§ **What to do**:
Rewrite every line of the entries below as a numbered list, leaving out any blank lines.

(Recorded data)
= = =
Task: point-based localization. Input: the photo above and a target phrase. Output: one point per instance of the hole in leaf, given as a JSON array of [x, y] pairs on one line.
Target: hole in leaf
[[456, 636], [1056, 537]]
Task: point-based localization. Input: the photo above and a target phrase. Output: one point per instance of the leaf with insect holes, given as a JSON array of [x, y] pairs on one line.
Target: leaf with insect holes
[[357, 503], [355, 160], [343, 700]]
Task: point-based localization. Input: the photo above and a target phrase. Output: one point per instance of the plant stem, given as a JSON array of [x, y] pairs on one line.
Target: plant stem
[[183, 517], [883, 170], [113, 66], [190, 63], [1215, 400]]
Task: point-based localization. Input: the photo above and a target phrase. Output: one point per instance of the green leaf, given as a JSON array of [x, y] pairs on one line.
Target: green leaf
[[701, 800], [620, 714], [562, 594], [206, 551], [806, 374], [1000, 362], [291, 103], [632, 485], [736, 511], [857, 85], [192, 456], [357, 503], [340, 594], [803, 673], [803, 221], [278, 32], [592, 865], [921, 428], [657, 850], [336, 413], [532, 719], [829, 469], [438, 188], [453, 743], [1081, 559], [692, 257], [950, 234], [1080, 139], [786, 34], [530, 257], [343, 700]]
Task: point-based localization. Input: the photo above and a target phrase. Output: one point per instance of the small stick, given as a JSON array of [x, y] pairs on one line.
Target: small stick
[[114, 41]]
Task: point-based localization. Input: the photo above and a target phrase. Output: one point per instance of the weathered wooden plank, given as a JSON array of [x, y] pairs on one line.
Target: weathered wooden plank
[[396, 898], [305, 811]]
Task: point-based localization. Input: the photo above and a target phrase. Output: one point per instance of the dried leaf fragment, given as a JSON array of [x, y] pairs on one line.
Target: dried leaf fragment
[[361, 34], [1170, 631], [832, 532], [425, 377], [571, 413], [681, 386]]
= = =
§ **Answer to the exercise**:
1. Task: point-based localization. Input: the photo above and a target phrase. Output: one point per instance of the hole in leaf, given as a JSON array of [x, y] pairs on one line.
2. Target: hole in leaf
3. [[456, 636], [1056, 537]]
4. Task: point-based localization. Input: the photo above and a target phrase. Output: one point per instance of the leaf with insect holes, given as a JSON array of [x, y] pairs on one line.
5. Target: leaf with insect holes
6. [[357, 503], [355, 160], [343, 700]]
7. Task: point-based localization. Input: the photo above and a target phrase. Output: one point per instance of the plant stem, given as a JSON array of [x, y] pairs on one line.
8. Target: plant stem
9. [[183, 517], [883, 170], [113, 66], [190, 63], [1215, 400]]
10. Task: point-based localization. Input: the photo above and a target phrase. Output: one point per instance of the green leaf, given as a JSON array of [x, y] pairs on one line.
11. Target: green leaf
12. [[701, 800], [620, 714], [562, 594], [206, 551], [806, 374], [1000, 362], [291, 103], [632, 485], [736, 511], [857, 85], [192, 456], [357, 503], [340, 594], [803, 673], [803, 221], [278, 32], [592, 865], [921, 428], [657, 850], [336, 413], [532, 719], [829, 469], [438, 188], [453, 743], [1081, 559], [692, 257], [950, 234], [1080, 139], [786, 34], [530, 257], [343, 700]]
13. Task: point-based localization. Input: the photo above and a target phrase. Output: one point per instance of the small stick, given as a JSON array of [x, y] pairs on one line.
14. Target: small stick
15. [[114, 41]]
16. Task: point-based localization. Input: the photo above and a target phrase. Output: one point per instance of the weathered wooden plank, given as a JSON array of [x, y] pairs on one line.
17. Target: weathered wooden plank
18. [[396, 898], [305, 811]]
19. Task: point-based localization. Input: the photo above and a target phrase. Output: one point per instance of the dried leaf fragment, given as a JSON array of [x, y] pairs on one line.
20. Target: dried leaf fragment
21. [[361, 34], [1170, 631], [832, 532], [425, 377], [571, 413], [681, 386]]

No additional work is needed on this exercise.